关于行吟的碎片(1—6) 读书与人物(14则)
May 25

  1

  新茶近些日下来了,几位亲友给我送了一些来,有土生土长的“太湖翠竹”、“苦艾”、“茉莉花茶”之类,也有引种进来的“碧螺春”之类。他们原本知我“书写”之中喜欢嗜烟,见我收入寒酸,原本送我一些香烟,去年我戒烟后便改送茶叶了(当然,之前有时也是送茶叶的)。
  锡城的茶虽然清香爽口,但对我而言都淡了些,便喜欢到超市里买密封的存年绿茶,泡时加上诸如红枣、枸杞、冰糖、桂圆等物,一天一杯,也乃乐事一桩。实际上,我这种吃(不说喝)茶方式与青海的盖碗茶相差不多——只是伏茶换成存年绿茶而已。可见,一些习惯是想改也一时半会难以改变的。
  我蛮喜欢名不见经传的“苦艾茶”,那丝丝的苦涩是品尝不尽的,特别是在无所事事时坐在躺椅上品之更是犹如怀上天海之情。三、四年前转赠京城的一位老师两盒“苦艾”,想他会喜欢,不料后来问之却得到“我一般只喝西湖龙井、洞庭碧螺春”之语。可见,喜好更是不能强加于人的。

  2

  除了味浓之外,我还喜欢泡开后叶大的茶。这是我当年跑野外时烙下的习惯——在旷原上看着那大大的绿叶,会增添不少力气。那时在外喝茶都是用水果罐头的玻璃瓶泡之,那种直经稍小、个子稍高的瓶子,所以是可以看得见在水中悠悠的绿叶儿的。如今不一样了,人人在外都是高档保温杯,甚至有的还号称是用太空材料做的呢,已基本不大可能产生望绿即春的感觉。
  有一些人喜欢嚼茶叶儿,并且咽进肚里,我有时也嚼茶叶儿,但不会咽下去。
  人都知喝茶后睡上不容易入睡,为改掉失眠的毛病,我从去年六月始喝茶的日子越来越少了……
  那么,要喝什么呢?

  3

  最惬意的品茶自然是二十多年前在西宁的西门尕公园“刮茶”。每到七、八、九月份,约一两知已,半躺在椅子里悠悠然也。记得最多的是与十年前退休后去成都定居的作家建国兄一起在尕公园的茶园里神侃。他比我大不少,俩人恰好观念互补,往往侃得是精彩纷呈。那时候的盖碗茶可是地道,不像如今管子一插让你吸茶。

(地点识别条目)
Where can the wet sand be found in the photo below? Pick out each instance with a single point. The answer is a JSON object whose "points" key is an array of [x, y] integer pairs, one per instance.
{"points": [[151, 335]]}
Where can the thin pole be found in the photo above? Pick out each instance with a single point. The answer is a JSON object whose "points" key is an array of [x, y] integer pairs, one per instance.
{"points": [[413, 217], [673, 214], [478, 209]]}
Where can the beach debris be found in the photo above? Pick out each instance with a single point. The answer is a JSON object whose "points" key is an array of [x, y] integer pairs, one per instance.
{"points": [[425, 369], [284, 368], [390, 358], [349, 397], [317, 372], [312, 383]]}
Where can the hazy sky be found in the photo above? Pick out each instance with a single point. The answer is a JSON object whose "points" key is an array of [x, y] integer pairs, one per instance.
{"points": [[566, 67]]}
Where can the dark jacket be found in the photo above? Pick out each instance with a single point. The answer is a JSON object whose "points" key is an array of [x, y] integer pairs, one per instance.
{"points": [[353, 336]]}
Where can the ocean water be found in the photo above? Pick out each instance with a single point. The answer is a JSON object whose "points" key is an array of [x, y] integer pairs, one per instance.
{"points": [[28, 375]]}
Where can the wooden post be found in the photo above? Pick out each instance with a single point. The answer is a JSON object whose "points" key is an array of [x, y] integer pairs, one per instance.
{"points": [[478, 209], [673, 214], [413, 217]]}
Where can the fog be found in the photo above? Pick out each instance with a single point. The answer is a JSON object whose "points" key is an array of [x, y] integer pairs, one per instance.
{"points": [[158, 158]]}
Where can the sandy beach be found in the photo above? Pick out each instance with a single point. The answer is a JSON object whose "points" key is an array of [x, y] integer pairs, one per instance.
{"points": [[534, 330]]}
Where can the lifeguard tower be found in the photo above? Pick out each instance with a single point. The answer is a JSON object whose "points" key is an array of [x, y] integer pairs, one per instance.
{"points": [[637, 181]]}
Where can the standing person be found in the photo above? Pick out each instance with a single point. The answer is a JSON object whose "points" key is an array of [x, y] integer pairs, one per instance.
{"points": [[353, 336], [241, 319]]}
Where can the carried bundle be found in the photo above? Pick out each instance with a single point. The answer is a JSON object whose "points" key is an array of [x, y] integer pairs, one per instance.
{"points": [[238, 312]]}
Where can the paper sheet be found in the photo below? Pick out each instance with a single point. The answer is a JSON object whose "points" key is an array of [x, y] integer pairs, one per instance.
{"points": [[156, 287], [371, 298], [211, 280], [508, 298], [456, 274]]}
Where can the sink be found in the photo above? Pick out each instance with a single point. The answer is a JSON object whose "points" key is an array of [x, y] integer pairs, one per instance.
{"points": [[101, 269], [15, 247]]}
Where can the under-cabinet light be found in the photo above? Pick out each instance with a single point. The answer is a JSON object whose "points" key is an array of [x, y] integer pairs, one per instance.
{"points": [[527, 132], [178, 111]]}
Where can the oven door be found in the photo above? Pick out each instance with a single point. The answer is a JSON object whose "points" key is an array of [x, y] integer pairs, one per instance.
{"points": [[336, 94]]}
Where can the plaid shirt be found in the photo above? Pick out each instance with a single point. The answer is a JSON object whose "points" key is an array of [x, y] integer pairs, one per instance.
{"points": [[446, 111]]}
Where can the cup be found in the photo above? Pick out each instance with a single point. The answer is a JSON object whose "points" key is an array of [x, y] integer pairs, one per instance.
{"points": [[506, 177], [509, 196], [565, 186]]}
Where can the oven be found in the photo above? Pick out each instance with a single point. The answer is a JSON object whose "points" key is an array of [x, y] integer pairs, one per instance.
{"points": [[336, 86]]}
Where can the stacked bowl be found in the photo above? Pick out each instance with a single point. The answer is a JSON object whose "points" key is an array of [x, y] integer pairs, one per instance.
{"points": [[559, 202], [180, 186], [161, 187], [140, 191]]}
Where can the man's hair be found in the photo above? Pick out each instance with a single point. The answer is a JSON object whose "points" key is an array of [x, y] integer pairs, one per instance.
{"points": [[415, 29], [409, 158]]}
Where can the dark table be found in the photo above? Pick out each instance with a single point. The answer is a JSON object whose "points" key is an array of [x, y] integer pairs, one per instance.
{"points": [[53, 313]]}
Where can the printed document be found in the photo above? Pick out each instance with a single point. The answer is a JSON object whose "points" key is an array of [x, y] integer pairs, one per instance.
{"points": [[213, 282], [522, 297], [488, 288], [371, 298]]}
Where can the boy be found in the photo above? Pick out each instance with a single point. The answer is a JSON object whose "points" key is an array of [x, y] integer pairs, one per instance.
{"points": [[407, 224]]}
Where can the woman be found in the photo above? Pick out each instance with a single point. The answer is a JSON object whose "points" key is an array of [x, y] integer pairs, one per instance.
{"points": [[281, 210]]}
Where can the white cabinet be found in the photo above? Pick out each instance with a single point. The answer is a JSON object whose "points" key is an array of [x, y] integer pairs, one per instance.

▶ **任务要求**
在这篇谈喝茶的文字里,“我”当年跑野外时用什么来泡茶?

▶ **回答**
用水果罐头的玻璃瓶来泡茶。